→ Text:
The new school year is under way and the hallways have been buzzing with what students did over summer vacation.
But they’re not the only ones with stories to tell from the break. Several Forsyth County teachers also did some traveling.
“I told [the kids] what I did and they were just on the edge of their seats,” said Rebecca Austin, a biotechnology and forensics teacher at West Forsyth High School.
Austin spent a week at the Food and Drug Administration’s food science professional development program in Washington, D.C.
The workshop, offered through a partnership with the National Science Teachers Association, took Austin and 19 other high school teachers through the FDA facilities and a USDA farm.
They developed curriculum to use with students and share with other science teachers.
“Students sometimes think science is what we present it as, which is often book work … but real science is so different from that,” Austin said.
“So when I can tell students about that, it just blows their minds.”
Getting students excited about learning is also a goal of William Schuyler, who teaches anatomy, physiology and biology at Forsyth Central High.
It’s what earned him the 2011 Georgia Outstanding Biology Teacher Award. The honor, presented by the National Association of Biology Teachers, is given to one teacher in each of the 50 states.
It came as a surprise to Schuyler, who was in Kansas City grading Advanced Placement biology exams when a fellow test grader congratulated him.
“I found out that way,” said Schuyler, who began his career as a pulmonary medicine research specialist at Emory University. “I was quite surprised, in all honesty.
“There’s always room for improvement, and I’m always thinking in that vent, so I was definitely surprised.”
Patti Grammens was among more than 100 educators who spent a week at the Discovery Educator Network Summer Institute in San Diego.
The event offers new ways to use media in the classroom and “to engage students and make learning more fun and more rewarding.”
Grammens, an eighth-grade physical science teacher at Lakeside Middle, is on the Georgia leadership council for the organization.
“I was able to share … with other educators there the things we’ve been doing,” she said.
“I’ve been especially active with video conferencing with different schools. I learned a lot about green screening and student productions in the classroom so that the students can learn new techniques on how to produce short video clips.”
Workshops and grading may not seem like the best way to spend a summer, but for Austin it was a chance to try different things.
Between teaching summer school, her trip to Washington D.C. and attending a few other local workshops, she didn’t “feel like I really had a summer.”
“But I can honestly say that I don’t know that I’ve ever felt more invigorated to start a school year,” she said. “I’ve done a lot of schooling and been in a lot of workshops and I’d say of the 14 years in the classroom, this was the single best opportunity I’ve ever had.”

→ Data supplied:
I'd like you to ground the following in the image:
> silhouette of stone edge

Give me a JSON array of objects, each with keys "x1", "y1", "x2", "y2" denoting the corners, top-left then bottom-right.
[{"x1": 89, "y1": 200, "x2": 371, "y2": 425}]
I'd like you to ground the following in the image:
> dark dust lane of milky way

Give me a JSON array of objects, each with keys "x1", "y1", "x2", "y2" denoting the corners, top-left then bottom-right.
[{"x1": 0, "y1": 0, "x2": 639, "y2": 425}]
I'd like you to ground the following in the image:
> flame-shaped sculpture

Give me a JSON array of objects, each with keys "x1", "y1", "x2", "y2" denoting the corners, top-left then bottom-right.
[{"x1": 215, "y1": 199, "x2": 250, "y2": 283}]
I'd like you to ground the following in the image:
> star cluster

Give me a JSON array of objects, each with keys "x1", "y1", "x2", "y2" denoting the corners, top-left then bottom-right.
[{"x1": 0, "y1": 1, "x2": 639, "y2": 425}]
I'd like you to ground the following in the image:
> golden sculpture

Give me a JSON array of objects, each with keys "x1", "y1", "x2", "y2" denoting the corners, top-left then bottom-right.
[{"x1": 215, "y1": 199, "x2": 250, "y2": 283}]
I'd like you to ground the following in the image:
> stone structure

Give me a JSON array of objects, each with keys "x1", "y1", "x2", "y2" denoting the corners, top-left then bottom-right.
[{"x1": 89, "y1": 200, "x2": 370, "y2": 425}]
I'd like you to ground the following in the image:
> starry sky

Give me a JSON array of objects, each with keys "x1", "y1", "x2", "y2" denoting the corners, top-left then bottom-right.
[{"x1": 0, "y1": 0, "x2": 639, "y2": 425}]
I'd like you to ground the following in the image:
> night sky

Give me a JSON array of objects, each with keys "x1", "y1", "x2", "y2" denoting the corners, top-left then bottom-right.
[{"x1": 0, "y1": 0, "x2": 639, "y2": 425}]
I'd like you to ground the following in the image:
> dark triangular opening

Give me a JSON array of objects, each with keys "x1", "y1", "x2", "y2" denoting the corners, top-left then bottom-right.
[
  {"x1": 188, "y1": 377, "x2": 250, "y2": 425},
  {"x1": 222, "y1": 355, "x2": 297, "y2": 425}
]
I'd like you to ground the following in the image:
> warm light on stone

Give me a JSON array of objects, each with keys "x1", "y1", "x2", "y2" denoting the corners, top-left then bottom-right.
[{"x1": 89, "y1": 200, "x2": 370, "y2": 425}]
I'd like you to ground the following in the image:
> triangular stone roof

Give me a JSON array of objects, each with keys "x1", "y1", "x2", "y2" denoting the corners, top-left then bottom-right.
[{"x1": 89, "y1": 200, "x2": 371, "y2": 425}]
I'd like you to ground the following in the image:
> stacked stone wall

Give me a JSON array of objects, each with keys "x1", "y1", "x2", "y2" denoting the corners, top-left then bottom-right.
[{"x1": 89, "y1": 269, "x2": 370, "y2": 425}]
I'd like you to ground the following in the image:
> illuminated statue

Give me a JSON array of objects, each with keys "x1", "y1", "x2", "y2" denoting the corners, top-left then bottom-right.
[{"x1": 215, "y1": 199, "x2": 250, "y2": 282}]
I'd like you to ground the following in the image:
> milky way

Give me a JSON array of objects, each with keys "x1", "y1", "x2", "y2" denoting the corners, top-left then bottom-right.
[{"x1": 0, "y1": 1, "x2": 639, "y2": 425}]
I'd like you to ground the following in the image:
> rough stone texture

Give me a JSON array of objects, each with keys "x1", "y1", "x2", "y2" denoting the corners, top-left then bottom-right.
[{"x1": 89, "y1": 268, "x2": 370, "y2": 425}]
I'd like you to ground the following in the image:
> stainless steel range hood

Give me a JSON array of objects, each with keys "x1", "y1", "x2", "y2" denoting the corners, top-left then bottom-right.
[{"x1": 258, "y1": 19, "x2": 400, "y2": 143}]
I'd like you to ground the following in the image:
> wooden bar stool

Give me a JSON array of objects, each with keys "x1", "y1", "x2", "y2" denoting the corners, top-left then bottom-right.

→ Problems and tasks:
[1] List every teacher named in the article on Forsyth County teachers' summer activities, together with the school where each one teaches.
[2] Answer the following questions using the article on Forsyth County teachers' summer activities:
(a) How many other high school teachers took part in the FDA program alongside Austin?
(b) Which organization presents the Georgia Outstanding Biology Teacher Award?
(c) In which city was the Discovery Educator Network Summer Institute held?
[3] Copy the part of the article on Forsyth County teachers' summer activities starting with "It came as a" and going on through "in all honesty.".

→ Answers per task:
[1]
Rebecca Austin: West Forsyth High School
William Schuyler: Forsyth Central High
Patti Grammens: Lakeside Middle

[2]
(a) 19
(b) The National Association of Biology Teachers
(c) San Diego

[3]
It came as a surprise to Schuyler, who was in Kansas City grading Advanced Placement biology exams when a fellow test grader congratulated him.
“I found out that way,” said Schuyler, who began his career as a pulmonary medicine research specialist at Emory University. “I was quite surprised, in all honesty.